»»

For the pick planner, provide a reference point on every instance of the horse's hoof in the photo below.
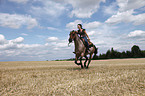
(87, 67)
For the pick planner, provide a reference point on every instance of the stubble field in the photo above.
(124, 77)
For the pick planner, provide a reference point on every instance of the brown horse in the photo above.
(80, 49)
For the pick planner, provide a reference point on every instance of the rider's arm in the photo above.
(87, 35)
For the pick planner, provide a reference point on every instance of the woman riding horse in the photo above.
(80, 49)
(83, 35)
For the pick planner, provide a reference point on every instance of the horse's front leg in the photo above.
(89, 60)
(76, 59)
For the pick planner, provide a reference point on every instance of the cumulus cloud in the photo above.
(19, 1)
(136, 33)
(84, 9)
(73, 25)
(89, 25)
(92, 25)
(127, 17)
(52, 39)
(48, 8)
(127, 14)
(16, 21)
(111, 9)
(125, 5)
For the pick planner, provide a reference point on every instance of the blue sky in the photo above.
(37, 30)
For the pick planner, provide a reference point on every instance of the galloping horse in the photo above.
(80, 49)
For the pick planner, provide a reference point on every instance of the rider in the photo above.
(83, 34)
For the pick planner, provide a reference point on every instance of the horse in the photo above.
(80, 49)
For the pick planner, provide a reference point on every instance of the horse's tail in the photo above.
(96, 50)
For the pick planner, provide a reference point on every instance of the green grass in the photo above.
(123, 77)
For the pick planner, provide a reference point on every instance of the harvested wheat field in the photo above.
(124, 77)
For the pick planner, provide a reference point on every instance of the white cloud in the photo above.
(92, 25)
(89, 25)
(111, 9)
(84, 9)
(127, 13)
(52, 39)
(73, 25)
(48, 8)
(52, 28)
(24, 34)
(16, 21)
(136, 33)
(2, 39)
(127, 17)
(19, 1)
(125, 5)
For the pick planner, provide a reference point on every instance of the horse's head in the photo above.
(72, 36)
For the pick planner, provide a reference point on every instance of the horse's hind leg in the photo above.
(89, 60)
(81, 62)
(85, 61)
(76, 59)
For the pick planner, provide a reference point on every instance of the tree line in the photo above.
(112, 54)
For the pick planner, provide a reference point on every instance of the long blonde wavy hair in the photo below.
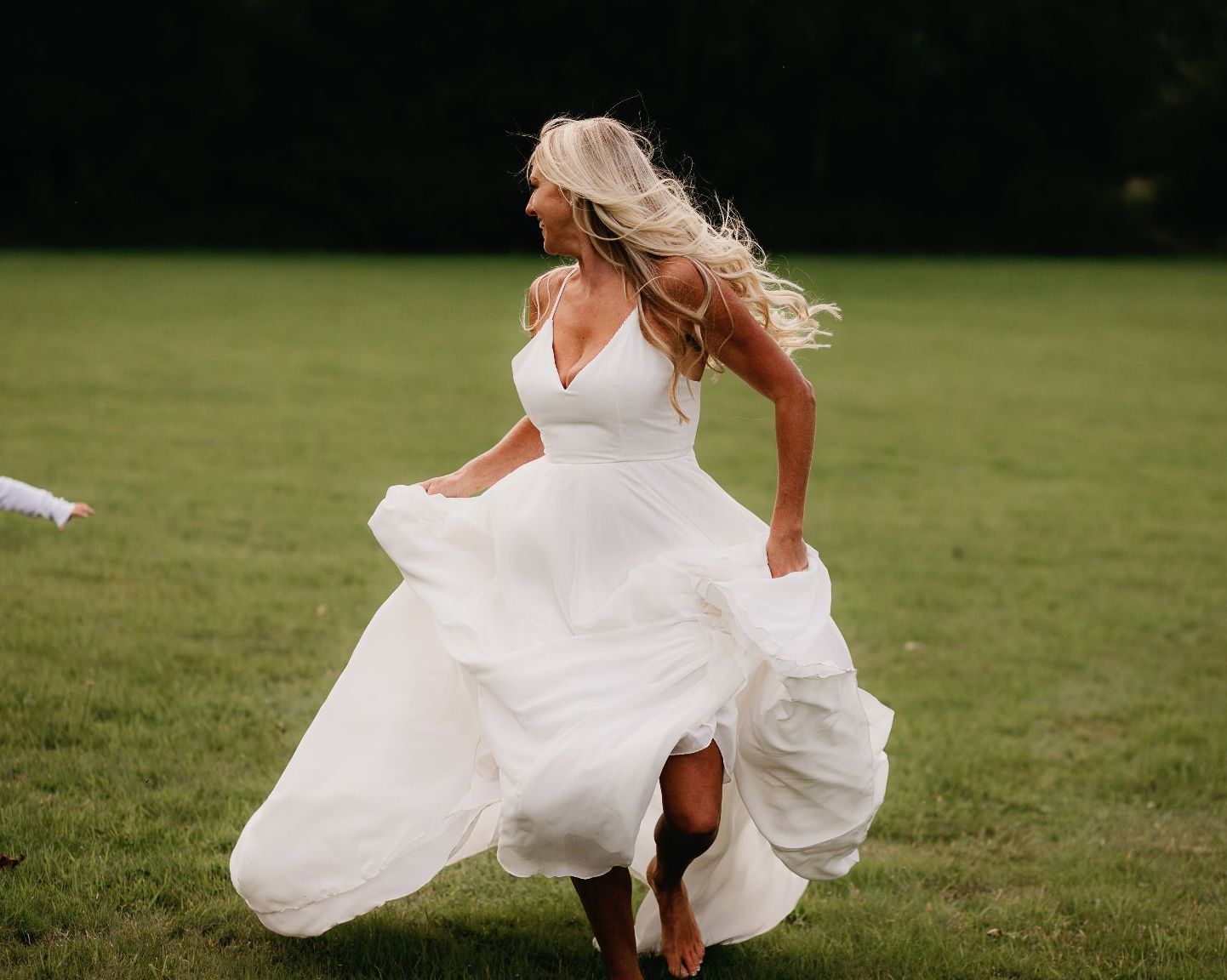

««

▶ **GOAL OF THE EXERCISE**
Convert all the entries above into a numbered list with one line per item, skipping any blank lines. Leave the pictures out.

▶ **FULL SOLUTION**
1. For the pick planner, provide a reference point on every instance of the horse's hoof in the photo below.
2. (87, 67)
3. For the pick planner, provide a reference point on every instance of the stubble field in the photo above.
4. (124, 77)
5. For the pick planner, provide a reference point on every instance of the brown horse in the photo above.
6. (80, 49)
7. For the pick planner, provide a reference point on every instance of the rider's arm in the photo above.
8. (87, 35)
9. For the pick planner, provide a reference point on every instance of the woman riding horse in the photo above.
10. (80, 49)
11. (83, 35)
12. For the pick planner, provide a reference point on every instance of the horse's front leg in the photo above.
13. (89, 60)
14. (76, 59)
15. For the pick planner, provide a reference point on every instance of the cumulus cloud in the photo above.
16. (19, 1)
17. (136, 33)
18. (84, 9)
19. (73, 25)
20. (89, 25)
21. (92, 25)
22. (127, 17)
23. (52, 39)
24. (48, 8)
25. (127, 14)
26. (16, 21)
27. (111, 9)
28. (125, 5)
29. For the pick planner, provide a reference point on every instance of the blue sky in the photo above.
30. (37, 30)
31. For the pick planner, provide a reference point on every instance of the galloping horse in the photo above.
32. (80, 49)
33. For the pick planner, provide a reference point on every instance of the rider in the photo above.
34. (83, 34)
35. For the pick planner, provide a reference point on every instance of the horse in the photo above.
36. (80, 49)
37. For the pick planner, provide a reference point on every instance of the horse's tail in the photo above.
38. (96, 50)
39. For the pick planner, provide a reference point on every instance of the green grass in the photo above.
40. (123, 77)
41. For the pick planner, provide a reference point on every instance of the harvested wheat field in the photo above.
42. (124, 77)
43. For the pick planner, provide a reference point on every instance of the white cloud in the photo above.
44. (92, 25)
45. (89, 25)
46. (111, 9)
47. (84, 9)
48. (127, 13)
49. (52, 39)
50. (73, 25)
51. (48, 8)
52. (52, 28)
53. (24, 34)
54. (16, 21)
55. (136, 33)
56. (2, 39)
57. (127, 17)
58. (19, 1)
59. (125, 5)
60. For the pick planner, provide a reference point on every instance of the horse's head in the photo above.
61. (72, 36)
62. For the pick planner, provide a reference point on every instance of the horse's hind leg in the photo above.
63. (89, 60)
64. (81, 62)
65. (85, 61)
66. (76, 59)
67. For the pick planner, provide a reference point on every instance of the tree line in the photo above.
68. (112, 54)
69. For the pick planner, provide a reference point on every instance of the long blonde wavy hair in the photo below.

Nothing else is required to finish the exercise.